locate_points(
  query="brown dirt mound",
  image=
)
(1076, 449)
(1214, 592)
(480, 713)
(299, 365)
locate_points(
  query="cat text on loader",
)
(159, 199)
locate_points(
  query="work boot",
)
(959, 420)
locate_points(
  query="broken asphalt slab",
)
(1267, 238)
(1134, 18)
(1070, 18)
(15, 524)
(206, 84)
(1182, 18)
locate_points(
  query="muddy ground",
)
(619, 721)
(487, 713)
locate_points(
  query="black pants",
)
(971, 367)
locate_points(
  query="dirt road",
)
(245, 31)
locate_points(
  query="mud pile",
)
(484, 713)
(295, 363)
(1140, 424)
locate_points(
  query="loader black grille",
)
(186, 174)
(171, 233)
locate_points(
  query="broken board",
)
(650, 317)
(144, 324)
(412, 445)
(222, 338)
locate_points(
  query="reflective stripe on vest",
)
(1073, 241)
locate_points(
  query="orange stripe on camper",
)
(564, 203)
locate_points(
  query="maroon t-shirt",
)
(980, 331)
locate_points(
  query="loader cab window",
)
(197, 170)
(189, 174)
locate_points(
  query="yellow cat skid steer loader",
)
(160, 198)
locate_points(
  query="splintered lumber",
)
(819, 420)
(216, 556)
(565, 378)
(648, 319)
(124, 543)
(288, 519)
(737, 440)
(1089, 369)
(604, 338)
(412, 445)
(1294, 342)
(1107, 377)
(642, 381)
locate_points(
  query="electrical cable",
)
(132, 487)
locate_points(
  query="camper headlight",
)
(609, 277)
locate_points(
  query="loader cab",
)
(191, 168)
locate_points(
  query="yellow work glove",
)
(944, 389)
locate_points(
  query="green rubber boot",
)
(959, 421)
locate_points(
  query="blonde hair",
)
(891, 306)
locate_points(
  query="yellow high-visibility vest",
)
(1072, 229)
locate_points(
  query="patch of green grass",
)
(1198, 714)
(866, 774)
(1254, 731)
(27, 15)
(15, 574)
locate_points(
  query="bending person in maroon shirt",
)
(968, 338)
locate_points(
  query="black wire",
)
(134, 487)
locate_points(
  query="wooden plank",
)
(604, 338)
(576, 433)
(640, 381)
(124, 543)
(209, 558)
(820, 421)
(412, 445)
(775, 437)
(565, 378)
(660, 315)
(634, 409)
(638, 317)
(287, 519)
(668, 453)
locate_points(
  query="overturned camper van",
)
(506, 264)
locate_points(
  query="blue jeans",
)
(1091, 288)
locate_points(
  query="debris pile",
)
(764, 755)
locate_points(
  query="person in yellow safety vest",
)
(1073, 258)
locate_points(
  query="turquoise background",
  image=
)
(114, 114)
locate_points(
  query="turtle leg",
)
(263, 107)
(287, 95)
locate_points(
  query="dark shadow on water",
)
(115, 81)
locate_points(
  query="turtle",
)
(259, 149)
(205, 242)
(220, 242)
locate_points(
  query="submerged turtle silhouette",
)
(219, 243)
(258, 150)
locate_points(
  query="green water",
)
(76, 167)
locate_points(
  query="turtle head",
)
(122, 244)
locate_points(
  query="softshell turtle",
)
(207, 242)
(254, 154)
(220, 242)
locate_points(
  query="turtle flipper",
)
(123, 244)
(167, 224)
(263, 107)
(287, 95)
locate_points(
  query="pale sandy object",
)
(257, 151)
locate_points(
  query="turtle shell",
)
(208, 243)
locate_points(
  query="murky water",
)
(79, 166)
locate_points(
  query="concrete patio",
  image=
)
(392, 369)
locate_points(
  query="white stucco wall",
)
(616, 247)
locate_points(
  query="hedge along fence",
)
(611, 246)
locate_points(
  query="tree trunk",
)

..............................

### WHAT TO WORK ON
Every line of the data should be copied exactly.

### RESPONSE TO THE TASK
locate_points(
  query="brown dirt mound",
  image=
)
(1076, 449)
(1214, 592)
(480, 713)
(299, 365)
locate_points(
  query="cat text on loader",
)
(159, 199)
locate_points(
  query="work boot",
)
(959, 420)
locate_points(
  query="broken asphalt slab",
)
(1267, 238)
(1134, 18)
(1070, 18)
(15, 524)
(206, 84)
(1182, 18)
locate_points(
  query="muddy ground",
)
(619, 721)
(487, 713)
locate_points(
  query="black pants",
)
(971, 367)
locate_points(
  query="dirt road",
)
(245, 31)
locate_points(
  query="mud pile",
)
(484, 713)
(295, 363)
(1140, 424)
locate_points(
  query="loader black grille",
)
(186, 174)
(171, 233)
locate_points(
  query="broken board",
)
(650, 317)
(144, 324)
(412, 445)
(222, 338)
locate_points(
  query="reflective stripe on vest",
)
(1073, 241)
locate_points(
  query="orange stripe on camper",
)
(564, 203)
locate_points(
  query="maroon t-shirt",
)
(980, 331)
locate_points(
  query="loader cab window",
)
(197, 170)
(189, 174)
locate_points(
  query="yellow cat skid steer loader",
)
(160, 198)
locate_points(
  query="splintered lumber",
)
(819, 420)
(216, 556)
(565, 378)
(648, 319)
(124, 543)
(288, 519)
(737, 440)
(1089, 369)
(604, 338)
(412, 445)
(1294, 342)
(1107, 377)
(642, 381)
locate_points(
  query="electrical cable",
)
(132, 487)
locate_points(
  query="camper headlight",
)
(609, 277)
locate_points(
  query="loader cab",
)
(191, 168)
locate_points(
  query="yellow work glove",
)
(944, 389)
locate_points(
  query="green rubber boot",
)
(959, 421)
locate_points(
  query="blonde hair",
)
(891, 306)
locate_points(
  query="yellow high-visibility vest",
)
(1072, 229)
locate_points(
  query="patch of green grass",
)
(1198, 714)
(866, 774)
(1254, 731)
(27, 15)
(15, 574)
locate_points(
  query="bending person in maroon shirt",
)
(968, 338)
locate_points(
  query="black wire",
)
(134, 487)
locate_points(
  query="wooden plank",
)
(604, 338)
(576, 433)
(640, 381)
(124, 543)
(209, 558)
(820, 421)
(412, 445)
(775, 437)
(565, 378)
(660, 315)
(634, 409)
(638, 317)
(287, 519)
(668, 453)
locate_points(
  query="overturned camper van",
)
(506, 264)
locate_points(
  query="blue jeans",
)
(1091, 288)
locate_points(
  query="debris pile",
)
(764, 755)
locate_points(
  query="person in yellow safety vest",
)
(1073, 258)
locate_points(
  query="turquoise background",
  image=
)
(114, 114)
locate_points(
  query="turtle leg",
)
(263, 107)
(287, 95)
locate_points(
  query="dark shadow on water",
)
(115, 81)
locate_points(
  query="turtle",
)
(259, 149)
(205, 242)
(220, 242)
locate_points(
  query="submerged turtle silhouette",
)
(219, 243)
(258, 150)
locate_points(
  query="green water",
)
(76, 167)
locate_points(
  query="turtle head",
)
(122, 244)
locate_points(
  query="softshell turtle",
)
(207, 242)
(254, 154)
(220, 242)
locate_points(
  query="turtle flipper",
)
(123, 244)
(167, 224)
(263, 107)
(287, 95)
locate_points(
  query="pale sandy object",
)
(257, 151)
locate_points(
  query="turtle shell",
)
(208, 243)
locate_points(
  query="murky water",
)
(79, 166)
locate_points(
  query="concrete patio",
  image=
)
(392, 369)
locate_points(
  query="white stucco wall",
)
(616, 247)
locate_points(
  query="hedge along fence",
)
(611, 246)
locate_points(
  query="tree trunk",
)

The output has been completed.